EXCERPT PROVIDED:
▽

I am trying to show that the following property holds:
Definition A digraph is called a strongly connected graph if given two vertices $x \neq y$, there exist the oriented paths $x \rightarrow y$ and $y \rightarrow x$
Property A connected graph $G$ can be oriented to a strongly connected digraph if and only if every edge from $G$ belongs to a simple cycle in $G$.
I think I could prove the implication $\leftarrow$ :
Suppose $G$ can be oriented in such a digraph and takeand edge $e = (x,y)$ from $G$. In the oriented graph $G'$ obtained from $G$, there are two possibilities: $e$ was oriented as $x \rightarrow y$ or as $y \rightarrow x$.
Without loss of generality, suppose that $x \rightarrow y$ in $G'$. Since $G'$ is strongly connected, we have a simple oriented path $y \rightarrow x_1 \rightarrow … \rightarrow x_n \rightarrow x$.
We can then form the following simple cycle $C = (x,y,x_1,…,x_n,x)$ that satisfies $e \in C$.
Is the proof of $\leftarrow$ correct ? I got stuck trying to show $\rightarrow$. I thought of showing it by induction on the number of edges with base case number of edges $\geq 3$, but I could not prove the inductive step, I would appreciate any help. Thanks in advance.

△

DATA SUPPLIED:
▽

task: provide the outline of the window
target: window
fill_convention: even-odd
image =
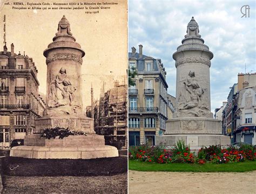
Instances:
[[[1,69],[6,69],[7,67],[8,61],[0,61],[0,66]]]
[[[5,88],[8,86],[8,84],[7,83],[7,78],[1,78],[0,79],[1,81],[1,89],[5,90]]]
[[[146,89],[153,89],[153,82],[152,80],[146,80]]]
[[[155,145],[156,132],[145,132],[145,143],[148,146],[153,146]]]
[[[129,146],[137,146],[140,144],[139,132],[129,132]]]
[[[10,116],[0,115],[0,125],[10,125]]]
[[[129,62],[129,69],[131,71],[132,71],[132,68],[134,70],[135,70],[137,68],[135,62]]]
[[[130,109],[131,110],[137,110],[137,98],[130,98]]]
[[[136,89],[136,85],[129,86],[129,89]]]
[[[252,114],[245,113],[245,123],[252,123]]]
[[[7,96],[2,95],[0,96],[0,107],[4,108],[7,105]]]
[[[9,133],[5,133],[5,142],[9,142]]]
[[[152,63],[146,63],[146,70],[147,71],[152,71]]]
[[[153,107],[153,97],[146,97],[146,107],[147,110],[150,110]]]
[[[23,69],[23,66],[22,64],[18,65],[18,69]]]
[[[139,128],[139,119],[138,118],[129,118],[129,128]]]
[[[15,116],[15,125],[26,125],[26,117],[25,115]]]
[[[156,119],[154,118],[146,118],[144,119],[144,127],[155,128]]]
[[[15,133],[25,133],[26,129],[25,128],[16,128],[15,129]]]
[[[16,86],[24,87],[24,79],[23,77],[16,78]]]
[[[24,64],[24,59],[17,59],[16,60],[16,66],[17,69],[23,69]]]
[[[24,96],[17,96],[17,104],[21,106],[24,104]]]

△

TASK TO CARRY OUT: Rework the passage from the post about orienting a graph to be strongly connected, starting with "I think I could" and going on through "Thanks in advance.", and put "simple directed path" wherever "simple oriented path" appears.

FINAL RESULT:
I think I could prove the implication $\leftarrow$ :
Suppose $G$ can be oriented in such a digraph and takeand edge $e = (x,y)$ from $G$. In the oriented graph $G'$ obtained from $G$, there are two possibilities: $e$ was oriented as $x \rightarrow y$ or as $y \rightarrow x$.
Without loss of generality, suppose that $x \rightarrow y$ in $G'$. Since $G'$ is strongly connected, we have a simple directed path $y \rightarrow x_1 \rightarrow … \rightarrow x_n \rightarrow x$.
We can then form the following simple cycle $C = (x,y,x_1,…,x_n,x)$ that satisfies $e \in C$.
Is the proof of $\leftarrow$ correct ? I got stuck trying to show $\rightarrow$. I thought of showing it by induction on the number of edges with base case number of edges $\geq 3$, but I could not prove the inductive step, I would appreciate any help. Thanks in advance.